Please summarize the SageMaker HyperPod resiliency overview below in two sentences.

[[ Page extract, beginning ]]

SageMaker HyperPod Resiliency Overview

SageMaker HyperPod is built for resilient training with comprehensive health monitoring and automatic recovery capabilities. This section provides an overview of the resiliency features that apply to both HyperPod EKS and HyperPod Slurm orchestrators.

Health Monitoring Agent

SageMaker HyperPod health-monitoring agent (HMA) continuously monitors the health status of each GPU-based or Trainium-based instance. When it detects any instance or GPU failures, the agent marks the instance as unhealthy.

The SageMaker HyperPod HMA performs the same health checks for both EKS and Slurm orchestrators, providing consistent monitoring across different orchestration platforms.

[[ Page extract, end ]]
[[ Data provided, beginning ]]

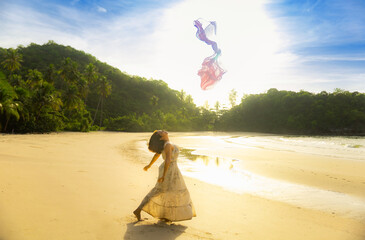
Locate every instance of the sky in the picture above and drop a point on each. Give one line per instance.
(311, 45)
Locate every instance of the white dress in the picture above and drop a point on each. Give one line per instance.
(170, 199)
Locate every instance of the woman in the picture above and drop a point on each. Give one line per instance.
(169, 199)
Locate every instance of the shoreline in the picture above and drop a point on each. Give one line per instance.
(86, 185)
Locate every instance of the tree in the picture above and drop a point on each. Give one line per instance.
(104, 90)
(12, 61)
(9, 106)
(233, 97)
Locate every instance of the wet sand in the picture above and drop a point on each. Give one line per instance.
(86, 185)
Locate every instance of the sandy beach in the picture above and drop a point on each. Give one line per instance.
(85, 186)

[[ Data provided, end ]]
[[ Data provided, beginning ]]

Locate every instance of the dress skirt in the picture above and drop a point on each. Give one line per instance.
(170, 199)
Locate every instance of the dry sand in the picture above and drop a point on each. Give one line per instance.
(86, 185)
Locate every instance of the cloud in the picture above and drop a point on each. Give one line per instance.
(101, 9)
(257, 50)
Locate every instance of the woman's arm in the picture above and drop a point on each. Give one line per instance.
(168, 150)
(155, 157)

[[ Data provided, end ]]

Answer section: SageMaker HyperPod is built for resilient training, with health monitoring and automatic recovery features that apply to both the HyperPod EKS and HyperPod Slurm orchestrators. Its health-monitoring agent continuously checks each GPU-based or Trainium-based instance, marks an instance as unhealthy when it detects instance or GPU failures, and runs the same checks for both orchestrators.